Any picture must be dropped, but each line of the data should be duplicated exactly.

-------- Records for this exercise

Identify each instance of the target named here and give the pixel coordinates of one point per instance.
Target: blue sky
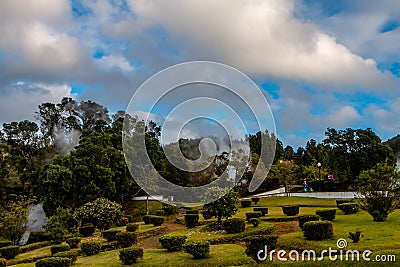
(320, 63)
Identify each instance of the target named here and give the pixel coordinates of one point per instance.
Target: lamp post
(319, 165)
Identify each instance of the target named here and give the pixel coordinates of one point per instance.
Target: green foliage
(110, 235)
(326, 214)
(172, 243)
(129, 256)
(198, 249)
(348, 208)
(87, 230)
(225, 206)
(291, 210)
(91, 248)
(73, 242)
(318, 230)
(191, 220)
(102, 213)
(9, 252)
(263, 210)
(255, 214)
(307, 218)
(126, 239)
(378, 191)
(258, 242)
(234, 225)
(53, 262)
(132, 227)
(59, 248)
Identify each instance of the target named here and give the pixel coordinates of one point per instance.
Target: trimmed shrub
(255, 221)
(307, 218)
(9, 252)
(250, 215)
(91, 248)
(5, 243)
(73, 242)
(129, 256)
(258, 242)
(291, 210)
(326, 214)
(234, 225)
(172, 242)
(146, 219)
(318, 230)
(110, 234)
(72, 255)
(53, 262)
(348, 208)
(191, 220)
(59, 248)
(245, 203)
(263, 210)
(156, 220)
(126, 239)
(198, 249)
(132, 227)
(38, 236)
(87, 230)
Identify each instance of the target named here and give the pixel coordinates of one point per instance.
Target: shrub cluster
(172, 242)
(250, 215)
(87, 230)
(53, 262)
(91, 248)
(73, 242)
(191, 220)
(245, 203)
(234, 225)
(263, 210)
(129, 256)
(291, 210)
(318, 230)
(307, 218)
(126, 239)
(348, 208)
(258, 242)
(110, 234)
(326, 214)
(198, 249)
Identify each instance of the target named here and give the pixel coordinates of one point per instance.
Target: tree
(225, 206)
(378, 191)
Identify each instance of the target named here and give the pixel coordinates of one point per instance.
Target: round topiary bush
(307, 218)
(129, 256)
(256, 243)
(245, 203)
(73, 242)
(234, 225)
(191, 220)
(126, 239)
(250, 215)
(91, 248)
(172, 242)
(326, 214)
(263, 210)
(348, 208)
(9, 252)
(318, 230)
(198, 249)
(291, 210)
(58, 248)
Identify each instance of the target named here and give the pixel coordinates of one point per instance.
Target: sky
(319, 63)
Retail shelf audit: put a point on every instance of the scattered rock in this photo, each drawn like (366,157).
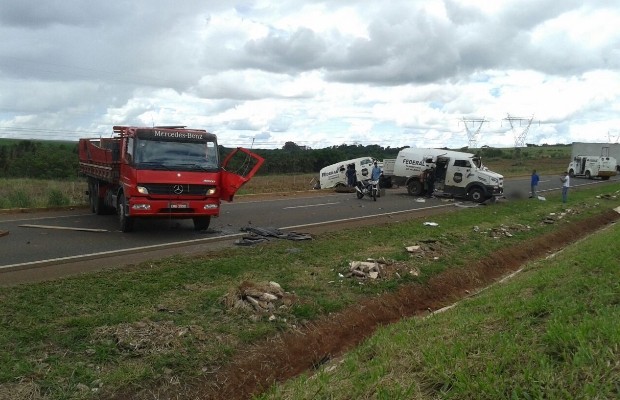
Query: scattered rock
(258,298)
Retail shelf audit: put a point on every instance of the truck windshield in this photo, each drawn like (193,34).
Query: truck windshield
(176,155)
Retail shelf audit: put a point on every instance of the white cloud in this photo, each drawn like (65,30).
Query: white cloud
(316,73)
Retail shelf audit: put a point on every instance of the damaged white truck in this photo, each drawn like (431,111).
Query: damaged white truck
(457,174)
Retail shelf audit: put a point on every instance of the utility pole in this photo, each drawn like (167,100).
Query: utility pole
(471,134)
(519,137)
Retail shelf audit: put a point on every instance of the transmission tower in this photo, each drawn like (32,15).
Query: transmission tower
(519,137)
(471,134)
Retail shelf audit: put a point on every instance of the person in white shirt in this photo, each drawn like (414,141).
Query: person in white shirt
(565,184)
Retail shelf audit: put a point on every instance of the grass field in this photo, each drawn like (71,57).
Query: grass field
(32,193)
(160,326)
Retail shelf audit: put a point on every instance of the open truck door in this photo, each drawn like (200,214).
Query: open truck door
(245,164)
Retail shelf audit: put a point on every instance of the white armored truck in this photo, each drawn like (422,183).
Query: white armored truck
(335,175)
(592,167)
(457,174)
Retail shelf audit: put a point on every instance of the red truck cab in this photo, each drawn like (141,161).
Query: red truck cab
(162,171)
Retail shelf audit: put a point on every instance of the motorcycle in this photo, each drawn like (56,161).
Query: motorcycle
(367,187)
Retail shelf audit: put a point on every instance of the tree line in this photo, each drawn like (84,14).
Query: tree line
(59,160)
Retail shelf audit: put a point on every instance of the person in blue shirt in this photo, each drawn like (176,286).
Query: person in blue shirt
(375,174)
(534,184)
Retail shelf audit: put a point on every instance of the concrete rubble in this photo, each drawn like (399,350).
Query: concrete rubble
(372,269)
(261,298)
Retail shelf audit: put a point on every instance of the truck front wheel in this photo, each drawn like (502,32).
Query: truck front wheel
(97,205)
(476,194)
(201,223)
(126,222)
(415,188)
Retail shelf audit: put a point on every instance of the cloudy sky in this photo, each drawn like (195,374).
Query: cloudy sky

----------------

• [Reply]:
Identify each instance of the target named here and give the pixel coordinates of one point per instance.
Target: blue sky
(320, 63)
Identify each instance of the target named here and give the pixel coordinates of one point per instance.
Target: lamp post
(319, 165)
Identify each instance of the target named here and give the pixel coordinates of one point per instance.
Target: green foliage
(110, 235)
(326, 214)
(172, 243)
(129, 256)
(198, 249)
(348, 208)
(87, 230)
(225, 206)
(291, 210)
(91, 248)
(73, 242)
(318, 230)
(191, 220)
(102, 213)
(9, 252)
(263, 210)
(255, 214)
(307, 218)
(126, 239)
(378, 191)
(258, 242)
(234, 225)
(53, 262)
(132, 227)
(59, 248)
Identify each instance of the target named here and give the pixel coordinates of one point per instance.
Target: trimmed shrub
(255, 221)
(307, 218)
(9, 252)
(250, 215)
(91, 248)
(5, 243)
(73, 242)
(129, 256)
(258, 242)
(291, 210)
(326, 214)
(234, 225)
(172, 242)
(146, 219)
(318, 230)
(110, 234)
(72, 255)
(53, 262)
(348, 208)
(191, 220)
(59, 248)
(245, 203)
(263, 210)
(156, 220)
(126, 239)
(198, 249)
(132, 227)
(38, 236)
(87, 230)
Identify each instance of the target named here and give the pixel coordinates of one point per instance.
Target: shrub cluster
(172, 242)
(250, 215)
(87, 230)
(53, 262)
(91, 248)
(73, 242)
(191, 220)
(245, 203)
(234, 225)
(263, 210)
(129, 256)
(291, 210)
(318, 230)
(307, 218)
(126, 239)
(348, 208)
(258, 242)
(110, 234)
(326, 214)
(198, 249)
Identify each instance of the target named here and give the pixel coordinates of one point per instance.
Target: tree
(225, 206)
(378, 191)
Identify each instance of the target named here and give the pixel coordinates of one point per instance.
Target: round topiary bush
(307, 218)
(129, 256)
(256, 243)
(245, 203)
(73, 242)
(234, 225)
(191, 220)
(126, 239)
(250, 215)
(91, 248)
(172, 242)
(326, 214)
(263, 210)
(348, 208)
(9, 252)
(318, 230)
(198, 249)
(291, 210)
(58, 248)
Identify each instance of the target named here and give the pixel coordinates of one point per instance.
Target: sky
(319, 63)
Retail shelf audit: put a point on every instance of the scattered rock in this photo, each drawn like (366,157).
Query: scattered rock
(258,298)
Retail shelf audit: put a point on every instance of the truck windshield in this photo, each drawn like (193,34).
Query: truck windshield
(176,155)
Retail shelf audit: put a point on every instance of the white cloud in this photo, each drawn like (65,30).
Query: white cloud
(316,73)
Retail shelf audit: put a point on every instance of the damaged white truck in this photo, each drawn like (431,111).
Query: damaged white truck
(457,174)
Retail shelf audit: put a point on every instance of the utility pole in this photo, each drawn like (167,100).
Query: utility pole
(471,134)
(519,137)
Retail shelf audit: put a point on every instance of the transmission tower in this photo, each drawn like (32,15).
Query: transmission tower
(519,137)
(471,134)
Retail shelf audit: put a point on every instance of the person in white shirt in this photo, each drawn like (414,141).
Query: person in white shirt
(565,184)
Retail shelf audit: put a point on every instance of the grass field in this photo, each drawn like (71,57).
Query: grass field
(32,193)
(160,326)
Retail shelf audit: put a point on every instance of the open truck door in this photo, each drawn like (200,214).
Query: open truck door
(245,164)
Retail shelf audit: put a point on every instance of the white armored truck in this photo, each drawn like (422,183).
Query: white armored truck
(335,175)
(592,167)
(457,174)
Retail shelf audit: put a point on every instance of the red truck cab in this photo, each drawn like (141,161).
Query: red truck cab
(162,171)
Retail shelf audit: put a point on every instance of the motorcycle in this photo, each drawn like (56,161).
Query: motorcycle
(367,187)
Retail shelf audit: put a point on every instance of the tree line in this photo, each drawn like (84,14).
Query: tree line
(59,160)
Retail shelf audit: put a point on every instance of the person in blue shirt in this photo, each drawn like (176,286).
Query: person in blue shirt
(375,174)
(534,184)
Retail shelf audit: put a point on every instance of the concrete rubble in this photo, each drawn like (399,350).
Query: concrete rubble
(372,269)
(261,298)
Retail shelf audit: put a point on every instance of the truck front wheel in this photo, each drawn like (502,32).
Query: truck front wheel
(97,205)
(476,194)
(201,223)
(126,222)
(415,188)
Retail shelf audit: put a point on every instance of the cloudy sky in this photo, each drawn like (195,374).
Query: cloudy sky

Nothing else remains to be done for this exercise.